* EXERCISE TEXT:

========================

Structure and Biosynthesis of Crocagins: Polycyclic Posttranslationally Modified Ribosomal Peptides from Chondromyces crocatus.

Author information

1
Helmholtz Institute for Pharmaceutical Research Saarland (HIPS), Helmholtz Center for Infection Research and Pharmaceutical Biotechnology, Saarland University, Campus, Building E8.1, 66123, Saarbrücken, Germany.
2
Helmholtz Center for Infection Research (HZI), Department Microbial Drugs, Inhoffenstraße 7, 38124, Braunschweig, Germany.
3
German Centre for Infection Research (DZIF), Partner Site Hannover-Braunschweig, Germany.
4
Department of Chemistry, Ludwig-Maximilians-Universität München, Butenandtstrasse 5-13, 81377, Munich, Germany.

========================

* Records from a data collection:
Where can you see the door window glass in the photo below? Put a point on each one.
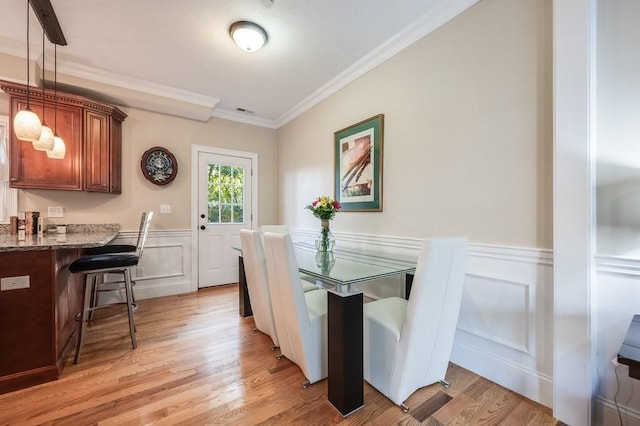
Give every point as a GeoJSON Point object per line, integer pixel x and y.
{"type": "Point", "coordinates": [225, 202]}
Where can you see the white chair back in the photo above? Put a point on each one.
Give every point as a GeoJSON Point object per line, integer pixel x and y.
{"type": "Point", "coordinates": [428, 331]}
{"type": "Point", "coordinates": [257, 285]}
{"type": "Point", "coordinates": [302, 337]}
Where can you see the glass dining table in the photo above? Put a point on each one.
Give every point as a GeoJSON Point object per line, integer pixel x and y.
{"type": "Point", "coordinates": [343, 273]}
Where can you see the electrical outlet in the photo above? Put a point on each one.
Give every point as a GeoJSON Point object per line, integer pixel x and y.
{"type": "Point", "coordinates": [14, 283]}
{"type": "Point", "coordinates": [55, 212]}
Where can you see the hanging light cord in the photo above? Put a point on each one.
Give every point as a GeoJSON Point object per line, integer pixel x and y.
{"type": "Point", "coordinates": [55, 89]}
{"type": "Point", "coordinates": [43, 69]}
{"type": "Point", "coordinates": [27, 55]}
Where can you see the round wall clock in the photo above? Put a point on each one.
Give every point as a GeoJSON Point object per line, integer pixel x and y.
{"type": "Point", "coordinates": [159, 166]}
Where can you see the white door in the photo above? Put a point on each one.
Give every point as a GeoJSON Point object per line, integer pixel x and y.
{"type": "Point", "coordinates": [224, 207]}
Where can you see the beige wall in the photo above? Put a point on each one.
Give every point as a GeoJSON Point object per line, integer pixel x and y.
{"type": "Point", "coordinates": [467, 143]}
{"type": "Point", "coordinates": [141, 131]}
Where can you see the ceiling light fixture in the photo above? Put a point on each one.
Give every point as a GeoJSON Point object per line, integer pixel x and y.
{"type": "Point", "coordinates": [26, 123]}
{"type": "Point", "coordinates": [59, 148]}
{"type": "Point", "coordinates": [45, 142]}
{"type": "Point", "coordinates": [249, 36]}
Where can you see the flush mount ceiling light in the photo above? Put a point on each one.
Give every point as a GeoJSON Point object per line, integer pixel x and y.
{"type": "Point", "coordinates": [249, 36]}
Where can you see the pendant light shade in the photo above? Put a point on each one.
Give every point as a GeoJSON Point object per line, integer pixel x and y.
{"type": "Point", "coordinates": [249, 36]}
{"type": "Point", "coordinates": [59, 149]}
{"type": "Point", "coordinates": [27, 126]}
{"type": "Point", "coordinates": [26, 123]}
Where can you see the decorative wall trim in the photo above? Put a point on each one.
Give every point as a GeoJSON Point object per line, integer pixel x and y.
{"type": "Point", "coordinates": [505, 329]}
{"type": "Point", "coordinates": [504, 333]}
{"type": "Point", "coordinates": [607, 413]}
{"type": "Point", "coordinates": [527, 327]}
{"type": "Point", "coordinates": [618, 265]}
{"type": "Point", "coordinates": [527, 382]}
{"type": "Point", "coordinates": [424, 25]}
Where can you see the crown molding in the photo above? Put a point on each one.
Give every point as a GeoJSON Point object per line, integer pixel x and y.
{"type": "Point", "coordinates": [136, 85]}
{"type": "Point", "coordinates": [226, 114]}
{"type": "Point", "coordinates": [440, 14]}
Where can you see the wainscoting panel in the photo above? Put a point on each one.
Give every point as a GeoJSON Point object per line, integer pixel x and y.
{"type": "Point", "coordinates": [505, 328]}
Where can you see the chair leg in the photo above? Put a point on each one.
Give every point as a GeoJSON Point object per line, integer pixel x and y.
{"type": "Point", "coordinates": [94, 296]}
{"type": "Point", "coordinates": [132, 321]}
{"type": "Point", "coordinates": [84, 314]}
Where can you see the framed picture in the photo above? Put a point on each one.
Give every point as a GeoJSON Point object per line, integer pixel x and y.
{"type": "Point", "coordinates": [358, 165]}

========================

* ACTIVITIES:
A - In the crocagins text, what organism are crocagins from?
B - Echo the crocagins text from "Author information" to "66123, Saarbrücken, Germany.".
The records are separate from the crocagins text.

* SOLVED TASKS:
A - Chondromyces crocatus

B -
Author information

1
Helmholtz Institute for Pharmaceutical Research Saarland (HIPS), Helmholtz Center for Infection Research and Pharmaceutical Biotechnology, Saarland University, Campus, Building E8.1, 66123, Saarbrücken, Germany.